• [Excerpt]:
■ ■ ■ ■
Reason for Segmentation Fault During Depth First Search on Tree of Large Size C++

Question

I'm trying to solve https://open.kattis.com/problems/rootedsubtrees and part of the solution requires finding the minimum distance between any 2 nodes on the tree. To do this, I'm using Lowest Common Ancestor as a subroutine. Part of my LCA code uses a DFS to traverse the tree. Somehow, running this code on a line graph of size 200000 leads to a segmentation fault during the DFS section of the code.

#pragma GCC optimize("Ofast")
#pragma GCC target("sse,sse2,sse3,ssse3,sse4,popcnt,abm,mmx,avx,avx2,fma")
#include <bits/stdc++.h>
using namespace std;

typedef long long ll;
typedef vector<int> vi;
#define fast_cin()                    \
    ios_base::sync_with_stdio(false); \
    cin.tie(NULL);                    \
    cout.tie(NULL);

int n, q, idx;
vector<int> adjlist[200009];
vector<int> L, E,
    H;  // depth at traversal index, node at traversal index, first traversal index of node

void dfs(int cur, int depth) {
    cout << "dfs " << cur << " " << idx << endl;
    H[cur] = idx;
    E[idx] = cur;
    L[idx++] = depth;
    for (int &nxt : adjlist[cur]) {
        if (H[nxt] != -1) continue;
        dfs(nxt, depth + 1);
        E[idx] = cur;  // backtrack to current node
        L[idx++] = depth;
    }
}

class SparseTable {  // OOP style
   private:
    vi A, P2, L2;
    vector<vi> SpT;  // the Sparse Table
   public:
    SparseTable() {}  // default constructor

    SparseTable(vi &initialA) {  // pre-processing routine
        A = initialA;
        int n = (int)A.size();
        int L2_n = (int)log2(n) + 1;
        P2.assign(L2_n, 0);
        L2.assign(1 << L2_n, 0);
        for (int i = 0; i <= L2_n; ++i) {
            P2[i] = (1 << i);  // to speed up 2^i
            L2[(1 << i)] = i;  // to speed up log_2(i)
        }
        for (int i = 2; i < P2[L2_n]; ++i)
■ ■ ■ ■
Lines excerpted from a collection
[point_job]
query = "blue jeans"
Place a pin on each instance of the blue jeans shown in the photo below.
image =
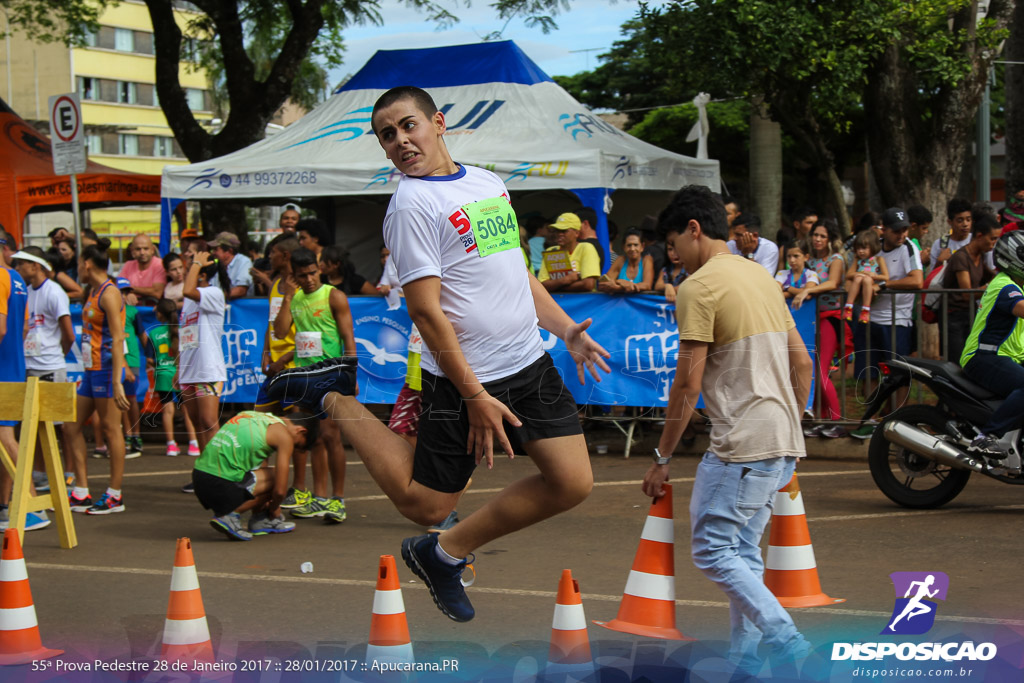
(729, 509)
(1005, 378)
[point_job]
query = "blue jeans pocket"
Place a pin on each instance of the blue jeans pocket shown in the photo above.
(756, 489)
■ ■ ■ ■
• [Challenges]:
1 - Answer these from the segmentation fault question:
(a) What size of line graph leads to the crash?
(b) According to the code comment, what does H store for each node?
(c) With what size is the adjlist array declared?
2 - Using the segmentation fault question, answer yes or no to each statement and quote the words that decide it:
(a) The segmentation fault happens while the sparse table is being built.
(b) The SparseTable class includes a default constructor.
(c) The asker relies on Lowest Common Ancestor as a subroutine.
3 - Continue the segmentation fault question from the point where it stops.

• [Per-task outputs]:
1 -
(a) 200000
(b) The first traversal index of the node
(c) 200009

2 -
(a) No: "leads to a segmentation fault during the DFS section of the code"
(b) Yes: "SparseTable() {}  // default constructor"
(c) Yes: "I'm using Lowest Common Ancestor as a subroutine"

3 -
            if (L2[i] == 0) L2[i] = L2[i - 1];  // to fill in the blanks

        // the initialization phase
        SpT = vector<vi>(L2[n] + 1, vi(n));
        for (int j = 0; j < n; ++j) SpT[0][j] = j;  // RMQ of sub array [j..j]

        // the two nested loops below have overall time complexity = O(n log n)
        for (int i = 1; P2[i] <= n; ++i)               // for all i s.t. 2^i <= n
            for (int j = 0; j + P2[i] - 1 < n; ++j) {  // for all valid j
                int x = SpT[i - 1][j];                 // [j..j+2^(i-1)-1]
                int y = SpT[i - 1][j + P2[i - 1]];     // [j+2^(i-1)..j+2^i-1]
                SpT[i][j] = A[x] <= A[y] ? x : y;
            }
    }

    int RMQ(int i, int j) {
        int k = L2[j - i + 1];          // 2^k <= (j-i+1)
        int x = SpT[k][i];              // covers [i..i+2^k-1]
        int y = SpT[k][j - P2[k] + 1];  // covers [j-2^k+1..j]
        return A[x] <= A[y] ? x : y;
    }
};

int LCA(int u, int v, SparseTable &SpT) {
    if (H[u] > H[v]) swap(u, v);
    return E[SpT.RMQ(H[u], H[v])];
}

int APSP(int u, int v, SparseTable &SpT) {
    int ancestor = LCA(u, v, SpT);
    return L[H[u]] + L[H[v]] - 2 * L[H[ancestor]];
}

int main() {
    fast_cin();
    cin >> n >> q;

    L.assign(2 * (n + 9), 0);
    E.assign(2 * (n + 9), 0);
    H.assign(n + 9, -1);
    idx = 0;

    int u, v;
    for (int i = 0; i < n - 1; i++) {
        cin >> u >> v;
        u--;
        v--;
        adjlist[u].emplace_back(v);
        adjlist[v].emplace_back(u);
    }
    dfs(0, 0);
    SparseTable SpT(L);

    ll d;
    while (q--) {
        cin >> u >> v;
        u--;
        v--;
        d = (ll) APSP(u, v, SpT) + 1;
        cout << (ll) n - d + (d) * (d + 1) / 2 << endl;
    }

    return 0;
}

Using the following Python Code to generate the input of a large line graph

n = 200000
q = 1
print(n, q)
for i in range(1, n):
    print(i, i+1)
print(1, 200000)

I get the following last few lines of output before my program crashes.

.
.
.
dfs 174494 174494
dfs 174495 174495
dfs 174496 174496
dfs 174497 174497
dfs 174498 174498
Segmentation fault (core dumped)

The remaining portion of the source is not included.